THE EXERCISE: Please repeat the lines from the one containing "Locate every instance of the overgrown" through the end of the stored records, inclusive, with no changes.

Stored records
*****

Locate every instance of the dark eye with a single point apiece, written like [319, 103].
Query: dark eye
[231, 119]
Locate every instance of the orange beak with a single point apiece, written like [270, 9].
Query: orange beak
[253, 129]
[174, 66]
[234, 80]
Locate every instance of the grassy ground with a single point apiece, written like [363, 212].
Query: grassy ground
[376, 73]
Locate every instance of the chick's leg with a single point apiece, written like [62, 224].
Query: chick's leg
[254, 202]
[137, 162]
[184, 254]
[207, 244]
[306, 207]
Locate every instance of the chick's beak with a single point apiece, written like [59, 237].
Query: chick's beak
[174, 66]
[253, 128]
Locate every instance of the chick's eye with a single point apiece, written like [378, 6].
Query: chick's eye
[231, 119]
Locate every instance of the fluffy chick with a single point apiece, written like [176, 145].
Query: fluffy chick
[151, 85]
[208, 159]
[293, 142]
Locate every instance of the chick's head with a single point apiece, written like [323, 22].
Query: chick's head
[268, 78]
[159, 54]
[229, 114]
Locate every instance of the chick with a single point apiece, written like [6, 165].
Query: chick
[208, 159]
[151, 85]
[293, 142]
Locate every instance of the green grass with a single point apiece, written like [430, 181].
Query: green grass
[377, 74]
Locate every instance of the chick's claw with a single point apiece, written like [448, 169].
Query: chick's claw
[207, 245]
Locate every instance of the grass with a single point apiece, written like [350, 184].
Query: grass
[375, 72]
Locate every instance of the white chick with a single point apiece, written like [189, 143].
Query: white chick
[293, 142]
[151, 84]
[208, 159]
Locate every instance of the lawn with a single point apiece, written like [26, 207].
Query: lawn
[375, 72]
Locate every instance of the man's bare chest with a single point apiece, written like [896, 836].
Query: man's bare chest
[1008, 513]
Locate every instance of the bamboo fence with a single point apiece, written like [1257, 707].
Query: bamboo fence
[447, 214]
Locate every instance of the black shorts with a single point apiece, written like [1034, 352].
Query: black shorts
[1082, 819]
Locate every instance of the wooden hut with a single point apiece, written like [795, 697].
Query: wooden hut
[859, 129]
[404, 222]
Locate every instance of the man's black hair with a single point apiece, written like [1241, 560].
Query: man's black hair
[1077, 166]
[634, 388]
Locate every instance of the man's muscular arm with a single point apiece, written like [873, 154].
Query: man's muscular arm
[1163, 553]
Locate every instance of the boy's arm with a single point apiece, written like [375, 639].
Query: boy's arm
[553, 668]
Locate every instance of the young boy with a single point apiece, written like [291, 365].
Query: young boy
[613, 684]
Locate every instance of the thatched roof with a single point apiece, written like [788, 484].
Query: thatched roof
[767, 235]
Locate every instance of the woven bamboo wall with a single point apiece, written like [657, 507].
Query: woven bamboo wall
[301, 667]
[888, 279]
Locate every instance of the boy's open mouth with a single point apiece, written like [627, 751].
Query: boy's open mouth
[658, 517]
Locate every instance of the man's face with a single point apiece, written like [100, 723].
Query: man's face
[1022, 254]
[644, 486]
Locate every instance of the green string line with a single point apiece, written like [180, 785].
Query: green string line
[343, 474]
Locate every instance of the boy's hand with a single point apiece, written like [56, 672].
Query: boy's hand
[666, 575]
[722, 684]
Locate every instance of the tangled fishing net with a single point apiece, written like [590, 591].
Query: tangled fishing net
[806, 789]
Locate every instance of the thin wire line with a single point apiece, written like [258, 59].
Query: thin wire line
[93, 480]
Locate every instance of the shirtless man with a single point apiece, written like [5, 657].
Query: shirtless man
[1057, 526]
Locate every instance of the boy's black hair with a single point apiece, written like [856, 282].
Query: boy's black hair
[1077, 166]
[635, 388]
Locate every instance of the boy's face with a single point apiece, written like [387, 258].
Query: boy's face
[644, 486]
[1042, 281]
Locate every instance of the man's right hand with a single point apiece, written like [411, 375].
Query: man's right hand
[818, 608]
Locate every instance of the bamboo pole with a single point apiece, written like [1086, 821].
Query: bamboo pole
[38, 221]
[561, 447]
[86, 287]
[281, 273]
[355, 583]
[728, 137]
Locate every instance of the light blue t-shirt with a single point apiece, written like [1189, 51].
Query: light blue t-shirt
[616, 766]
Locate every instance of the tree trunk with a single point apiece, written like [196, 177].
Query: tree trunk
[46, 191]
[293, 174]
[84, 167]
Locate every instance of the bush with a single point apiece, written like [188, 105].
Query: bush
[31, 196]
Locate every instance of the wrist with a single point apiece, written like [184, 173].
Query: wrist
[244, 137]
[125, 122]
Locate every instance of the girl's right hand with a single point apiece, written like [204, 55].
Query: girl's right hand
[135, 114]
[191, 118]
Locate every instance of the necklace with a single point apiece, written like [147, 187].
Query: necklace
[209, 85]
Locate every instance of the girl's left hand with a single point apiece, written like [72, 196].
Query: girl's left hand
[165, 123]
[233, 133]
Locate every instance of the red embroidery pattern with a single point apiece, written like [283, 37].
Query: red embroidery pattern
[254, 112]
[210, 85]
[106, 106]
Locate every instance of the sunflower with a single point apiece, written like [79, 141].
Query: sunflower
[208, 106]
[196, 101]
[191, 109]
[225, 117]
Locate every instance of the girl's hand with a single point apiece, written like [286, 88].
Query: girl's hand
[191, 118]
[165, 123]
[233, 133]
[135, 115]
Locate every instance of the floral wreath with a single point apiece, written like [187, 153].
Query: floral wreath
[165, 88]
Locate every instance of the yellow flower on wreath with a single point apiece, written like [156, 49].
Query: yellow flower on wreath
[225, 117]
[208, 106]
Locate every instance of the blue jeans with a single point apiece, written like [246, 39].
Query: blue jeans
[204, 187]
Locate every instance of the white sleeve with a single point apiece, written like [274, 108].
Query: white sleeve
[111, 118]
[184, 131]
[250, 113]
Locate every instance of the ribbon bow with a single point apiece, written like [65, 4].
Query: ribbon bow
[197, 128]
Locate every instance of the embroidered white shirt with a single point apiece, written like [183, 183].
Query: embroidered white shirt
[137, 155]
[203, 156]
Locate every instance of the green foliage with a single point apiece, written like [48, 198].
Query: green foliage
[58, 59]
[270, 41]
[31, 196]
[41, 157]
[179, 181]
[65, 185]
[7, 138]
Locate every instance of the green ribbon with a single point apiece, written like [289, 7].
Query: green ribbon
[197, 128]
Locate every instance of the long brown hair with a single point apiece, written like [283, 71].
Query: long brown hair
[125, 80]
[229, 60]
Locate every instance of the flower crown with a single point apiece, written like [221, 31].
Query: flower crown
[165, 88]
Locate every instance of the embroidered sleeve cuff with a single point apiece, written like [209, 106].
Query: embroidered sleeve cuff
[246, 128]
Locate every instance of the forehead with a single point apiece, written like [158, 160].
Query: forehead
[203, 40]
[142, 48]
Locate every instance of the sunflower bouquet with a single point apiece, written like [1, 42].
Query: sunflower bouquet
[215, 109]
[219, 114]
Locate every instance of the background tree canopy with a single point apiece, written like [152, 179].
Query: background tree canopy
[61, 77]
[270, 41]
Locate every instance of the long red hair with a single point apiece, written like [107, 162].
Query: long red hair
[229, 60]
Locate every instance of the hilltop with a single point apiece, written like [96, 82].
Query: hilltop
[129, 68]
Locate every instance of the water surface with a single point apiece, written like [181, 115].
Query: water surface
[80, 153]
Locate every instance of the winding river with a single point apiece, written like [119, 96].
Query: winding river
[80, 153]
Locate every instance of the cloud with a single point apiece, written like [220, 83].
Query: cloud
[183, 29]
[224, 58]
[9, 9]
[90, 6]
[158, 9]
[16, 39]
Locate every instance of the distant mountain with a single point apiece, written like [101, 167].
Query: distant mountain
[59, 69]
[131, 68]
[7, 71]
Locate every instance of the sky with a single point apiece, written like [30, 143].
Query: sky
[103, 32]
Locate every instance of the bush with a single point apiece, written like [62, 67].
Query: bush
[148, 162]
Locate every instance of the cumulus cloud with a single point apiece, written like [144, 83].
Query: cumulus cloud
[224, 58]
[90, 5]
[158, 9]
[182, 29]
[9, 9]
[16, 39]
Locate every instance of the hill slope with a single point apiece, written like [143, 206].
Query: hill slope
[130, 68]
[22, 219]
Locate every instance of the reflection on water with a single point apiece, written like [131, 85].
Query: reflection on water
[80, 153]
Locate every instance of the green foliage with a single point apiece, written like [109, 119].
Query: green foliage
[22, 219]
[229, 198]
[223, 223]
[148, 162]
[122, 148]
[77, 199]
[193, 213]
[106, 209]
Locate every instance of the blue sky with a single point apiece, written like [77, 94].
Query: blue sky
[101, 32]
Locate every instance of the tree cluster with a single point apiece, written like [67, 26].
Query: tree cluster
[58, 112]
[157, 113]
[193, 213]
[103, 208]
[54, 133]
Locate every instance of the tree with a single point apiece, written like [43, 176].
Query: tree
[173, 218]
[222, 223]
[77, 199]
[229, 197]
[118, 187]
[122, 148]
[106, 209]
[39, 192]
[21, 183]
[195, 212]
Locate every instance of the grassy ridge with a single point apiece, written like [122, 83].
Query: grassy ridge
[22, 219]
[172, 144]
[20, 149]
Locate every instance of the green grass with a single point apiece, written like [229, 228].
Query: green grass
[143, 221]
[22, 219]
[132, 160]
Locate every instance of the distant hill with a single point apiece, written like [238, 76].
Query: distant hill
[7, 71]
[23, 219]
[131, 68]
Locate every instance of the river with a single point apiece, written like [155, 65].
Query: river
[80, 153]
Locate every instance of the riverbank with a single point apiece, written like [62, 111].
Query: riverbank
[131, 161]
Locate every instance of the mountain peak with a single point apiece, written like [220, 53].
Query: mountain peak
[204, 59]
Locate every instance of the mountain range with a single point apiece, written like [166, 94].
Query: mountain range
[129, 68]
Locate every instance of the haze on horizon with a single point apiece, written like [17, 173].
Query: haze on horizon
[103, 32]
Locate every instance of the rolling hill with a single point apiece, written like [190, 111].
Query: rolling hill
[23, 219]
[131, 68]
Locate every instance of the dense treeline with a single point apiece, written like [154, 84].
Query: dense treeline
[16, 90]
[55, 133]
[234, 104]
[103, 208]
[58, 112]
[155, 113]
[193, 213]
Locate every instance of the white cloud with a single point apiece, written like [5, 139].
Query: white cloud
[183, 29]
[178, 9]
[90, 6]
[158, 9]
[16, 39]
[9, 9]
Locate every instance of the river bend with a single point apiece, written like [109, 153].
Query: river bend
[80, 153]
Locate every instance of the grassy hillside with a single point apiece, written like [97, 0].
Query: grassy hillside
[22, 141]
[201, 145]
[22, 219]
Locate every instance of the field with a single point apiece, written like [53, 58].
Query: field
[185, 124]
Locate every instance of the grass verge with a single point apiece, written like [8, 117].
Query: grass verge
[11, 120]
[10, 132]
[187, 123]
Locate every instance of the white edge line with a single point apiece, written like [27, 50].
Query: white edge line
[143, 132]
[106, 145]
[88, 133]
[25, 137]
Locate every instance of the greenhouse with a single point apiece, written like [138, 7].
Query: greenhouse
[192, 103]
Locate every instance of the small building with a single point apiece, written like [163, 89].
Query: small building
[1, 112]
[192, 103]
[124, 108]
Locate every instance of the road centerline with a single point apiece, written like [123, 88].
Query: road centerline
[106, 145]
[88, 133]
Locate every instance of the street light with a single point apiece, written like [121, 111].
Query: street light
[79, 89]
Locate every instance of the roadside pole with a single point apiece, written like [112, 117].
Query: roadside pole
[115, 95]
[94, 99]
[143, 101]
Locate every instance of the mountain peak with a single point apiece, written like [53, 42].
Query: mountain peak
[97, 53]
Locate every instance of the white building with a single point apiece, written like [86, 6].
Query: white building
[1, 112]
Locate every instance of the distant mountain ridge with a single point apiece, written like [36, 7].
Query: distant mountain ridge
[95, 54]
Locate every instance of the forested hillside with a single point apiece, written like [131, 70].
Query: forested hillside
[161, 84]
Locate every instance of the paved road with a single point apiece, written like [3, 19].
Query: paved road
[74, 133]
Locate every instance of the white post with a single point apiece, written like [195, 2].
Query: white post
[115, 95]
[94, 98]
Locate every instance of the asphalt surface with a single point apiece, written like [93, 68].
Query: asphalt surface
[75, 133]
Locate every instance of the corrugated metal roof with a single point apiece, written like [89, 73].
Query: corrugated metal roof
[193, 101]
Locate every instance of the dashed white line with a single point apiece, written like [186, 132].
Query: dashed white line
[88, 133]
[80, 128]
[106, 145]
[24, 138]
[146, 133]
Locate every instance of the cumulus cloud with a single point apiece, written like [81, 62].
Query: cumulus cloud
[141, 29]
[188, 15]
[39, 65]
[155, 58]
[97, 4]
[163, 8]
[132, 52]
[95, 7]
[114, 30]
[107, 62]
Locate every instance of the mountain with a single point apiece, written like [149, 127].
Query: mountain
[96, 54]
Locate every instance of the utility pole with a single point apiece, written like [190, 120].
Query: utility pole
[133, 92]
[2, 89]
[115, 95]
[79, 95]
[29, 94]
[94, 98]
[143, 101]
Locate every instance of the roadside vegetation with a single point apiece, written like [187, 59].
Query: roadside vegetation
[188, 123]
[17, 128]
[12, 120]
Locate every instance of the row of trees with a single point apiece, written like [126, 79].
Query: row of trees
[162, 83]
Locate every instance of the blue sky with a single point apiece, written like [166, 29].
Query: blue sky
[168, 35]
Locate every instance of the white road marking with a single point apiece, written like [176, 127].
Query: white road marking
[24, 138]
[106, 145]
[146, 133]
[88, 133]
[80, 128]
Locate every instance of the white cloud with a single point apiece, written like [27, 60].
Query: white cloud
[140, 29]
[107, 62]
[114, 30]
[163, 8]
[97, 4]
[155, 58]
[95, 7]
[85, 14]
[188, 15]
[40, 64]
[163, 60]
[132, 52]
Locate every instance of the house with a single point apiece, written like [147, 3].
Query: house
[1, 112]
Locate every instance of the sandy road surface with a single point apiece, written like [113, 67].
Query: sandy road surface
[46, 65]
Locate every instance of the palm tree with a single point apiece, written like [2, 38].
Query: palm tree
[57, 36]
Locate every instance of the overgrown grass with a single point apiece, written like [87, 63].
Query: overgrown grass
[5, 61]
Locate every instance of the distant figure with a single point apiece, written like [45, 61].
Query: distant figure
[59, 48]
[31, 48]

*****

EXERCISE RESPONSE:
Locate every instance of the overgrown grass with a single point apiece, written like [87, 63].
Query: overgrown grass
[5, 61]
Locate every instance of the distant figure with a single point apiece, written like [45, 61].
Query: distant figure
[59, 48]
[31, 48]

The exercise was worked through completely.